This basically means that the derivative of a composite function is equal to the derivative of the outer function $f(x)$ as respect to the inner function $g(x)$ multiplied by the derivative of the inner function $g(x)$. To really understand this, we must look at an example:
Example for $h(x)$ when $h(x) = (\sin x)^2$
When approaching this problem, we see that the outer function is $f(x) = x^2$ and the inner is $g(x) = \sin x$, so what is the derivative of $f(x)$? Well we already know this it is $2x$. Replace $x$ with the inner function and we’re golden. $2 \sin x$. It is that simple, we are finding the derivative of $x^2$ as respect to $\sin x$. Once we have this, we multiply $2 \sin x$ by the derivative of $\sin x$, $\cos x$. Seeing this worked out:
$\frac{dh}{dx} = \frac{df}{dg} \times \frac{dg}{dx} = \frac{d[(\sin x)^2]}{d\sin x} \times \frac{d \sin x}{dx} = 2 \sin x \times \cos x$
Implicit Differentiation
Now that we understand all of rules (most notably the Chain Rule) we can differentiate an equation with two variables. We do this by taking the derivative of both sides, and assume that one of the variables is a function of another variable ($y$ is a function of $x$.) This is not multivariable calculus, as in multivariable calculus the variables are not functions of each other. Here is a worked example that helps illustrate Implicit Differentiation:
Example for the expression $x^2 + y^2 = 1$, find $\frac{dy}{dx}$
As we know, this is the equation for the unit circle, but what would be the derivative for this equation? The issue here is that this isn’t really a function, for (most) $x$ values, there are two $y$ values, that is a big no no for our definition of a function. Here is how this is solvable utilizing Implicit Differentiation:
- Given
$x^2 + y^2 = 1$
- Find Derivative of Each Side
$\frac{d}{dx}[x^2 + y^2] = \frac{d}{dx}[1]$
- Sum Rule
$\frac{d}{dx}[x^2] + \frac{d}{dx}[y^2] = \frac{d}{dx}[1]$
- Constant Rule
$\frac{d}{dx}[x^2] + \frac{d}{dx}[y^2] = 0$
- Power Rule
$2x^{2-1} + \frac{d}{dx}[y^2] = 0$
- Chain Rule, finding the derivative of $y^2$ as respect to $y$
$2x^{2-1} + \frac{d[y^2]}{dy} \times \frac{dy}{dx} = 0$
- Simplify
$2x + 2y \times \frac{dy}{dx} = 0$
Now that we have solved the derivative of $y^2$ as respect to $y$, we need to finish this instance of the Chain Rule by solving the derivative of $y$ as respect to $x$. This is what can be viewed as our “unknown” like in Algebra, we are now going to solve for $\frac{dy}{dx}$:
$2x -2x + 2y \times \frac{dy}{dx} = 0-2x$ $\frac{2y \times \frac{dy}{dx}}{2y} = \frac{-2x}{2y}$ $\frac{dy}{dx}=-\frac{2x}{2y}$ $\frac{dy}{dx}=-\frac{x}{y}$
The derivative of $y$ as respect to $x$ is $-\frac{x}{y}$. What is interesting about this is that for any given $x$ and $y$ value, we can find the slope of the tangent line passing through our $(x,y)$ point on the Unit Circle, which is pretty useful.

| Work instructions |
A. Convert the rows below into a Markdown table with the columns Number and Entry, numbering each row and putting its line under Entry, and skip any blank lines.
B. Continue the calculus passage above on the chain rule and implicit differentiation, starting right after its final sentence.

| Material for the task |

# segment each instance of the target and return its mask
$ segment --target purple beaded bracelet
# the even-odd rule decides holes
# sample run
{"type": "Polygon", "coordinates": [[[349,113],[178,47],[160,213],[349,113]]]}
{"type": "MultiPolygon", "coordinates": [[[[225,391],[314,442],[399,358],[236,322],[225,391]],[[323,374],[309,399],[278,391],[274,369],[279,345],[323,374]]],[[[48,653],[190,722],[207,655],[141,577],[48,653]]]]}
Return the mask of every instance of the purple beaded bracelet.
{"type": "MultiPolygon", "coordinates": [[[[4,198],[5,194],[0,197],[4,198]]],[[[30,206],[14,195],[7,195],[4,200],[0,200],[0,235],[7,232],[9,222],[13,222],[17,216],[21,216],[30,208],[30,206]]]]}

| Replies |
A.
| Number | Entry |
|---|---|
| 1 | # segment each instance of the target and return its mask |
| 2 | $ segment --target purple beaded bracelet |
| 3 | # the even-odd rule decides holes |
| 4 | # sample run |
| 5 | {"type": "Polygon", "coordinates": [[[349,113],[178,47],[160,213],[349,113]]]} |
| 6 | {"type": "MultiPolygon", "coordinates": [[[[225,391],[314,442],[399,358],[236,322],[225,391]],[[323,374],[309,399],[278,391],[274,369],[279,345],[323,374]]],[[[48,653],[190,722],[207,655],[141,577],[48,653]]]]} |
| 7 | Return the mask of every instance of the purple beaded bracelet. |
| 8 | {"type": "MultiPolygon", "coordinates": [[[[4,198],[5,194],[0,197],[4,198]]],[[[30,206],[14,195],[7,195],[4,200],[0,200],[0,235],[7,232],[9,222],[13,222],[17,216],[21,216],[30,208],[30,206]]]]} |

B.
Example for the expression $x^2 + xy + y^3 = 0$, find $\frac{dy}{dx}$
- Given
$x^2 + xy + y^3 = 0$
- Find Derivative of Each Side
$\frac{d}{dx}[x^2 + xy + y^3] = \frac{d}{dx}[0]$
- Constant Rule
$\frac{d}{dx}[x^2 + xy + y^3] = 0$
- Sum Rule
$\frac{d}{dx}[x^2] + \frac{d}{dx}[xy] + \frac{d}{dx}[y^3] = 0$
- Power Rule
$2x^{2-1} + \frac{d}{dx}[xy] + \frac{d}{dx}[y^3] = 0$
- Product Rule
$2x + y\frac{d}{dx}[x] + \frac{d}{dx}[y]x + \frac{d}{dx}[y^3] = 0$
- Power Rule
$2x + yx^{1-1} + \frac{d}{dx}[y]x + \frac{d}{dx}[y^3] = 0$
- Chain Rule
$2x + y + \frac{d[y]}{dy} \times \frac{dy}{dx} \times x + \frac{d}{dx}[y^3] = 0$
- Power Rule
$2x + y + y^{1-1} \times \frac{dy}{dx} \times x + \frac{d}{dx}[y^3] = 0$
- Chain Rule
$2x + y + \frac{dy}{dx} \times x + \frac{d[y^3]}{dy}\times\frac{dy}{dx} = 0$
- Power Rule
$2x + y + \frac{dy}{dx} \times x + y3^{3-1} \times\frac{dy}{dx} = 0$
- Factor
$2x + y + \frac{dy}{dx}(y3^{2} + x) = 0$
- Solve for $\frac{dy}{dx}$
$2x -2x + y -y + \frac{dy}{dx}(3y^{2} + x) = 0 - 2x - y$
$\frac{dy}{dx}(3y^{2} + x) = -(2x + y)$
$\frac{\frac{dy}{dx}(3x^{2} + x)}{(3x^{2} + x)} = \frac{-(2x + y)}{(3y^{2} + x)}$ Solved $\frac{dy}{dx}=-\frac{(2x + y)}{(x+3y^{2})}$
Second Derivative
A second derivative is a derivative of a derivative. It is pretty self explanatory. It is denoted as: $\frac{d^2}{dx^2} \text{ or } f"(x)$ Which is pretty logical considering what it means: $\displaystyle \frac{d^2y}{dx^2} = \frac{d}{dx}[\frac{d}{dx}[y]]$
Example for the function $f(x) = \frac{6}{x^2}$
- Given
$\frac{6}{x^2}=6x^{-2}$
- Power Rule
$\frac{d}{dx}[6x^{-2}] = 6 \times -2x^{-3}$
- Simplify
$\frac{d}{dx}[6x^{-2}] = -12x^{-3}$
Now, we find the second derivative:
- Given
$\frac{d^2}{dx^2}[6x^{-2}] = \frac{d}{dx}[-12x^{-3}]$
- Power Rule
$\frac{d^2}{dx^2}[6x^{-2}] = -12\times -3x^{-4}$
- Simplify
$\frac{d^2}{dx^2}[6x^{-2}] = 36x^{-4}$
The second derivative, $\frac{d^2}{dx^2}$, of $6x^{-2}$ is $36x^{-4}$.
Example for expression $y^2 - x^2 =4$
- Given
$y^2-x^2=4$
- Take the Derivative of Both Sides (Implicit Differentiation)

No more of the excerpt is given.